***** Supplied text
If there's any through-line to the nonsense I wrote about on this blog, it's probably, "plan before you write."  If I'm not dispensing unsolicited (and frankly, unsubstantiated) advice about coming up with an outline, then I'm complaining that I've run into a brick wall because I can't figure out my story outline.  And if I'm not complaining that I've got problems, then I'm complaining that a movie or a book I've read has problems because they didn't come up with an outline.

So, um, I've started writing a new book without an outline.  Hmm.

For fear of spoiling the few unique twists I'm bringing to the plot, I won't describe it in too much detail just yet.  I'll just say that it's a horror/comedy about an apparent abduction that leaves the protagonist stranded in a hostile environment.  A bit of science-fiction in there, too.  Maybe if it turns into a tangible book I'll post more about it.
**********
- **Parts of the exercise**:
[1] Copy out every row from the one containing "Locate the tan" down to the last row, requests included. Multiply each pixel coordinate in the answers by 0.7 and round to whole numbers, with halves rounding up.
[2] Proceed with the blog post about starting a new book without an outline, picking up right after its final sentence.
***** Entries shown
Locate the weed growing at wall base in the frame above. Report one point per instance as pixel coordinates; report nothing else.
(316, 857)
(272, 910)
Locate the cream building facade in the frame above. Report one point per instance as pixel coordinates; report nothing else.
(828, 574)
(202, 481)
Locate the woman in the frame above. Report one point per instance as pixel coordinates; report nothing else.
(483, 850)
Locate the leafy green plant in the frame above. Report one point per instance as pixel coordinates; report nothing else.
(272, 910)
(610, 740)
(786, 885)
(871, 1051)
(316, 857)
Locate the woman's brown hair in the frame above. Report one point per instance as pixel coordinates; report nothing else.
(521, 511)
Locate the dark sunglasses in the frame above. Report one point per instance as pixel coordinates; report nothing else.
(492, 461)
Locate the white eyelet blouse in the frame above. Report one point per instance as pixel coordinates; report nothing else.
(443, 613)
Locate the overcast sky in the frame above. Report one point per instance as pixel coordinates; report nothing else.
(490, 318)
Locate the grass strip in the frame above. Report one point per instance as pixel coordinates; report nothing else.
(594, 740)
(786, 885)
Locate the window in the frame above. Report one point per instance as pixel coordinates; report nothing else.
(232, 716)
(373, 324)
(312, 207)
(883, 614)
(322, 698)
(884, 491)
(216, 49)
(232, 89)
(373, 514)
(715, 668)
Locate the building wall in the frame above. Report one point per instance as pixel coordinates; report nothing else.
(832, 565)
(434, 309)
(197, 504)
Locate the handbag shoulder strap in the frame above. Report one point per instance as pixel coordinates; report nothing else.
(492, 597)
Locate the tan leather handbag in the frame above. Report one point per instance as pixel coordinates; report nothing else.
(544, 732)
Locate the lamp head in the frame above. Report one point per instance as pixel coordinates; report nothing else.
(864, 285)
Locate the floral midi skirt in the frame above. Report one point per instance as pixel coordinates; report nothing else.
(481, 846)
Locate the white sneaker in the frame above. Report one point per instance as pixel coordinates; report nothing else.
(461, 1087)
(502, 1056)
**********
- **Responses to the exercise**:
[1]
Locate the tan leather handbag in the frame above. Report one point per instance as pixel coordinates; report nothing else.
(381, 512)
Locate the lamp head in the frame above. Report one point per instance as pixel coordinates; report nothing else.
(605, 200)
Locate the floral midi skirt in the frame above. Report one point per instance as pixel coordinates; report nothing else.
(337, 592)
Locate the white sneaker in the frame above. Report one point per instance as pixel coordinates; report nothing else.
(323, 761)
(351, 739)

[2]
Starting this while I'm already past due on other projects is par for the course.  I've got like three irons in the fire, each of which has a substantial amount of work put into them and needs my attention before the summer's over.  And what do I do?  I go start something else.  But no, not just something else - something with no plan whatsoever.

I wish I could explain why I do this.

I wonder if it's a problem all creative types have.  Like, are there sculptors out there who start working on some new piece, and in their head they're like, "This is going to be a representation of poverty," but while the clay is still wet they stop and go, "Huh, what if I did a representation of the obesity epidemic instead?" and then they just push what they're working on into a corner?  Are there filmmakers out there who shoot three hours of footage for a short they're working on, and then halfway through they go, "Y'know what, that creepy warehouse over there looks fun.  I'll come back to this comedy after I make a horror."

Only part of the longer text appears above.